WHAT THE EXERCISE ASKS. Copy every one of the records below line for line, changing nothing.

INPUT DATA.
------
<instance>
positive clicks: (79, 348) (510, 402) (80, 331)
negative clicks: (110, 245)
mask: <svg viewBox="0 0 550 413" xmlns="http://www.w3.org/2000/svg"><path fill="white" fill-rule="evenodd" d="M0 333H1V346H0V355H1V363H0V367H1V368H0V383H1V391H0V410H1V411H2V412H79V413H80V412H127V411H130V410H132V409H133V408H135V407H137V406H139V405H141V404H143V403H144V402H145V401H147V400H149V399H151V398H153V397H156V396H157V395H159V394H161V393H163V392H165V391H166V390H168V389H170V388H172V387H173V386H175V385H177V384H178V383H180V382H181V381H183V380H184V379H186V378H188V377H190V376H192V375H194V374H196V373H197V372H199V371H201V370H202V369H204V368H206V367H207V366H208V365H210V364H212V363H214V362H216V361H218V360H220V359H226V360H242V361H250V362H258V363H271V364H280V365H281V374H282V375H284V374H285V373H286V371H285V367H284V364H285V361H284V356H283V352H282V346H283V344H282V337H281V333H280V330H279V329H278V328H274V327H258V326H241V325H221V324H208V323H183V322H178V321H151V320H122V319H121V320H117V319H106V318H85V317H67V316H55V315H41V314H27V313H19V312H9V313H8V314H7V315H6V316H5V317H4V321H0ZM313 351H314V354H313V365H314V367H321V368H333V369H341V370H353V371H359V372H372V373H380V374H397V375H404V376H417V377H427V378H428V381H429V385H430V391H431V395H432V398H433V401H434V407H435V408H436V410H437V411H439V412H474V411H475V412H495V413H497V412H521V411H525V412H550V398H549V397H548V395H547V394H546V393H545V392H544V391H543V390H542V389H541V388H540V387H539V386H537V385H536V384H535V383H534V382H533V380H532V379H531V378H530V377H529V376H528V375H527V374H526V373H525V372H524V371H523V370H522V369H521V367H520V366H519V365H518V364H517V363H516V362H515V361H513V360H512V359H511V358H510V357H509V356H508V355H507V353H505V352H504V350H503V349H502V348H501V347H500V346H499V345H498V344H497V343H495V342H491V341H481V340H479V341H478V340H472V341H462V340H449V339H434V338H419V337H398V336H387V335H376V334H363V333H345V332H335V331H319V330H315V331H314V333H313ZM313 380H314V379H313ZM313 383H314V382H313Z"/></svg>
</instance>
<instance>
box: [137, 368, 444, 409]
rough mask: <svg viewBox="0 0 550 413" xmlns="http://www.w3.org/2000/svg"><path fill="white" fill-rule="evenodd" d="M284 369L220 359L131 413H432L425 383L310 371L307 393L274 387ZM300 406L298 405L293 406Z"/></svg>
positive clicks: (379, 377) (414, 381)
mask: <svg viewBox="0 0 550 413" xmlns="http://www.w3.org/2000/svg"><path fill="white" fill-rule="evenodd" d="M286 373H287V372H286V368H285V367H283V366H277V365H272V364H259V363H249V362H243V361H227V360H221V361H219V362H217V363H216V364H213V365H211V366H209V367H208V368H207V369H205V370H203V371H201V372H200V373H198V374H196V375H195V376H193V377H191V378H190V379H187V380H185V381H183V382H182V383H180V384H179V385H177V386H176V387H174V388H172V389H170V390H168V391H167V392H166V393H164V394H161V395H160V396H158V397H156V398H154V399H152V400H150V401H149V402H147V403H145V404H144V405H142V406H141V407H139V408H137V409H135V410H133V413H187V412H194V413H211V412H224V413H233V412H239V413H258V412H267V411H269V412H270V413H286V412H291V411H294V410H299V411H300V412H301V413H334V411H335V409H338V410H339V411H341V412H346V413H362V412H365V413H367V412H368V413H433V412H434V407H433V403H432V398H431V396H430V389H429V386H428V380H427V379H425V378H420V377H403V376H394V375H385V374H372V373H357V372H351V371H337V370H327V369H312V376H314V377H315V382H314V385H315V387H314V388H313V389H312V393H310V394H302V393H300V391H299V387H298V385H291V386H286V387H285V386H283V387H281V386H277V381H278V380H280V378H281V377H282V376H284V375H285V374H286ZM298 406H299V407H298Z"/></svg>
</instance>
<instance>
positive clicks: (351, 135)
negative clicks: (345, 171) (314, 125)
------
RESPONSE TO THE EXERCISE.
<instance>
positive clicks: (79, 348) (510, 402) (80, 331)
negative clicks: (110, 245)
mask: <svg viewBox="0 0 550 413" xmlns="http://www.w3.org/2000/svg"><path fill="white" fill-rule="evenodd" d="M0 333H1V346H0V355H1V363H0V367H1V368H0V383H1V391H0V410H1V411H2V412H79V413H80V412H127V411H130V410H132V409H133V408H135V407H137V406H139V405H141V404H143V403H144V402H145V401H147V400H149V399H151V398H153V397H156V396H157V395H159V394H161V393H163V392H165V391H166V390H168V389H170V388H172V387H173V386H175V385H177V384H178V383H180V382H181V381H183V380H184V379H186V378H188V377H190V376H192V375H194V374H196V373H197V372H199V371H201V370H202V369H204V368H206V367H207V366H208V365H210V364H212V363H214V362H216V361H218V360H220V359H226V360H242V361H250V362H258V363H271V364H280V365H281V374H282V375H284V374H285V373H286V371H285V367H284V364H285V361H284V356H283V352H282V346H283V344H282V337H281V333H280V330H279V329H278V328H274V327H258V326H241V325H221V324H208V323H183V322H178V321H151V320H122V319H121V320H117V319H106V318H85V317H67V316H55V315H41V314H27V313H19V312H9V313H8V314H7V315H6V316H5V317H4V321H0ZM313 351H314V354H313V365H314V367H321V368H333V369H341V370H353V371H359V372H372V373H380V374H397V375H404V376H417V377H427V378H428V381H429V385H430V391H431V395H432V398H433V401H434V407H435V408H436V410H437V411H439V412H474V411H475V412H495V413H497V412H521V411H525V412H550V398H549V397H548V395H547V394H546V393H545V392H544V391H543V390H542V389H541V388H540V387H539V386H537V385H536V384H535V383H534V382H533V380H532V379H531V378H530V377H529V376H528V375H527V374H526V373H525V372H524V371H523V370H522V369H521V367H520V366H519V365H518V364H517V363H516V362H515V361H513V360H512V359H511V358H510V357H509V356H508V355H507V353H505V352H504V350H503V349H502V348H501V347H500V346H499V345H498V344H497V343H495V342H491V341H481V340H479V341H478V340H472V341H462V340H449V339H434V338H419V337H398V336H387V335H376V334H363V333H345V332H335V331H319V330H315V331H314V333H313ZM313 380H314V379H313ZM313 383H314V382H313Z"/></svg>
</instance>
<instance>
box: [137, 368, 444, 409]
rough mask: <svg viewBox="0 0 550 413" xmlns="http://www.w3.org/2000/svg"><path fill="white" fill-rule="evenodd" d="M284 369L220 359L131 413H432L425 383L310 371L307 393L274 387ZM300 406L298 405L293 406Z"/></svg>
positive clicks: (379, 377) (414, 381)
mask: <svg viewBox="0 0 550 413" xmlns="http://www.w3.org/2000/svg"><path fill="white" fill-rule="evenodd" d="M286 373H287V372H286V368H285V367H283V366H277V365H272V364H259V363H249V362H243V361H227V360H221V361H219V362H217V363H216V364H213V365H211V366H209V367H208V368H207V369H205V370H203V371H201V372H200V373H198V374H196V375H195V376H193V377H191V378H190V379H187V380H185V381H183V382H182V383H180V384H179V385H177V386H176V387H174V388H172V389H170V390H168V391H167V392H166V393H164V394H161V395H160V396H158V397H156V398H154V399H152V400H150V401H149V402H147V403H145V404H144V405H142V406H141V407H139V408H137V409H135V410H133V413H187V412H194V413H211V412H224V413H233V412H239V413H258V412H267V411H269V412H270V413H286V412H291V411H294V410H299V411H300V412H301V413H334V411H335V409H338V410H339V411H341V412H346V413H362V412H365V413H367V412H368V413H433V412H434V407H433V403H432V398H431V396H430V389H429V386H428V380H427V379H425V378H420V377H403V376H394V375H385V374H372V373H357V372H351V371H337V370H327V369H312V376H314V377H315V382H314V385H315V387H314V388H313V389H312V393H310V394H302V393H300V391H299V387H298V385H291V386H286V387H285V386H283V387H281V386H277V381H278V380H280V378H281V377H282V376H284V375H285V374H286ZM298 406H299V407H298Z"/></svg>
</instance>
<instance>
positive clicks: (351, 135)
negative clicks: (345, 171) (314, 125)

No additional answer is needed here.